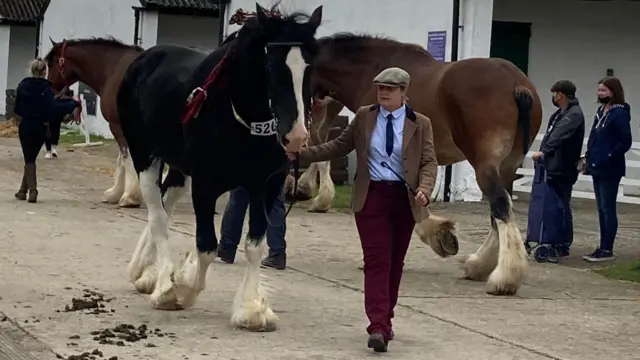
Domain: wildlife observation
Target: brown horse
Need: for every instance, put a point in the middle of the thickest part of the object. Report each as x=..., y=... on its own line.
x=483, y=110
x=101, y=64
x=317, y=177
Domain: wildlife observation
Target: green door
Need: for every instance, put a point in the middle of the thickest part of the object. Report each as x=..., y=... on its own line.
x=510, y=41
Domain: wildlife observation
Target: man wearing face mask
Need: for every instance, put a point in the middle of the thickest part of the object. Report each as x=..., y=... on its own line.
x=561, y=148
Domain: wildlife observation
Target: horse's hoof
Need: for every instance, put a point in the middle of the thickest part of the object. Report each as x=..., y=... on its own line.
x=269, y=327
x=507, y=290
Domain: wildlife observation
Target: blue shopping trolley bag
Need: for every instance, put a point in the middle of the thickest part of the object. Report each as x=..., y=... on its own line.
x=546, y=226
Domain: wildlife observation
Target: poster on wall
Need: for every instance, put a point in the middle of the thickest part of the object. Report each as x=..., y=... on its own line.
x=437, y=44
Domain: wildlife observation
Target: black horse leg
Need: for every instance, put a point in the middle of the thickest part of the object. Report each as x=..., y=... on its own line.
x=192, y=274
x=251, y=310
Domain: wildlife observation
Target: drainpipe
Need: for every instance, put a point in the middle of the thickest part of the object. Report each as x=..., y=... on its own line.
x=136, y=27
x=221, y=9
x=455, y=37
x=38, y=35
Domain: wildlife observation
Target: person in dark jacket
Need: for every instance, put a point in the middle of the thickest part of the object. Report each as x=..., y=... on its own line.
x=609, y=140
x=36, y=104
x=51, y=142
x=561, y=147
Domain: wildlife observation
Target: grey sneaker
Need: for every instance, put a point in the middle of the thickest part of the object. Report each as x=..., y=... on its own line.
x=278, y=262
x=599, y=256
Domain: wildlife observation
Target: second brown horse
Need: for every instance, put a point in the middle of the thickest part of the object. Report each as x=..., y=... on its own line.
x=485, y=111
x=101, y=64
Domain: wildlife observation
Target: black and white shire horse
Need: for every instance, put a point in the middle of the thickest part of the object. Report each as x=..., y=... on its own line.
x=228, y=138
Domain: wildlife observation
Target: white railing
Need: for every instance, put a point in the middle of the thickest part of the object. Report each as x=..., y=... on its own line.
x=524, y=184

________________________

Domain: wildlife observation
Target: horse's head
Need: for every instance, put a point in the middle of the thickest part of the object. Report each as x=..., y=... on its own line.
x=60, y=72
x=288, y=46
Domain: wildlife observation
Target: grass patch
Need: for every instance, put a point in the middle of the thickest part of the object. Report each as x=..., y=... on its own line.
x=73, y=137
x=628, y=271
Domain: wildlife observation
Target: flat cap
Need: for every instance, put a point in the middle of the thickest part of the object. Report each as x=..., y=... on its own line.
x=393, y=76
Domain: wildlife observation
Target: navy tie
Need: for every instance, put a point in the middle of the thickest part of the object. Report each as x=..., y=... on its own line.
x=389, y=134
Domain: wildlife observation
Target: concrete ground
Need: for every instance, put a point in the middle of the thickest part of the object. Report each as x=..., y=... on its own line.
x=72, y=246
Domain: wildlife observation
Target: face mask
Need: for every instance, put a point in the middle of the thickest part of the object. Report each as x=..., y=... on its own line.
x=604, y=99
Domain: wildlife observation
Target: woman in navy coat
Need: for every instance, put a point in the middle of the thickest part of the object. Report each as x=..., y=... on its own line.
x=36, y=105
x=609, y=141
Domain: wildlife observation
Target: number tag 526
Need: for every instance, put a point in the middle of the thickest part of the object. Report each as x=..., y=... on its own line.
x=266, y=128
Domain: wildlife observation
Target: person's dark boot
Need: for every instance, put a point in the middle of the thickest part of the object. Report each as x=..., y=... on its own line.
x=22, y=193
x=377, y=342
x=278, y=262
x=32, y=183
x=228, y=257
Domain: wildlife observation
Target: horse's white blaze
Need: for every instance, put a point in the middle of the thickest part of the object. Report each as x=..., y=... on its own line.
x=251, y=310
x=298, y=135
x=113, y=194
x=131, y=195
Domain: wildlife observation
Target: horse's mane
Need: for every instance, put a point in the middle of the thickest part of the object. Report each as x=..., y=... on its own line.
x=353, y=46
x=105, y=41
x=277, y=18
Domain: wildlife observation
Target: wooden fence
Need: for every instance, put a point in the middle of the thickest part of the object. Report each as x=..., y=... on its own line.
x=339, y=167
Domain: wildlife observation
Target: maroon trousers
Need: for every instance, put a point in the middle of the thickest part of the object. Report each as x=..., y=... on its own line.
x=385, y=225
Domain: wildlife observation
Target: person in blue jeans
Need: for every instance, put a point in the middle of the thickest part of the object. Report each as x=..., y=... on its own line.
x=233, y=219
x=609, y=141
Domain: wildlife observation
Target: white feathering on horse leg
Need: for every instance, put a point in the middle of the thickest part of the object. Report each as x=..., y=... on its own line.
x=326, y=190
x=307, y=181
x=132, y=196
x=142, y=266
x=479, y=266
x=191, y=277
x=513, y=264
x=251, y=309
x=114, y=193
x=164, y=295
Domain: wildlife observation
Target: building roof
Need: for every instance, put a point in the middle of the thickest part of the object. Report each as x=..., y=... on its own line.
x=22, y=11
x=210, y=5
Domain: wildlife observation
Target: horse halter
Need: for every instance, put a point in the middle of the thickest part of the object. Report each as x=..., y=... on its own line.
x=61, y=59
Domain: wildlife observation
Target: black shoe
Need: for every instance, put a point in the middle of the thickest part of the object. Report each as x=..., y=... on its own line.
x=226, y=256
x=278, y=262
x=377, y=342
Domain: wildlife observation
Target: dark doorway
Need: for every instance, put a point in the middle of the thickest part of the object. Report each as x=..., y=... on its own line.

________________________

▶ _Directions for this task_:
Which lines of the data above contain the word "navy"? List each of them in full, treating uppercase and lowercase as different.

▶ _The reply_:
Target: navy tie
Target: woman in navy coat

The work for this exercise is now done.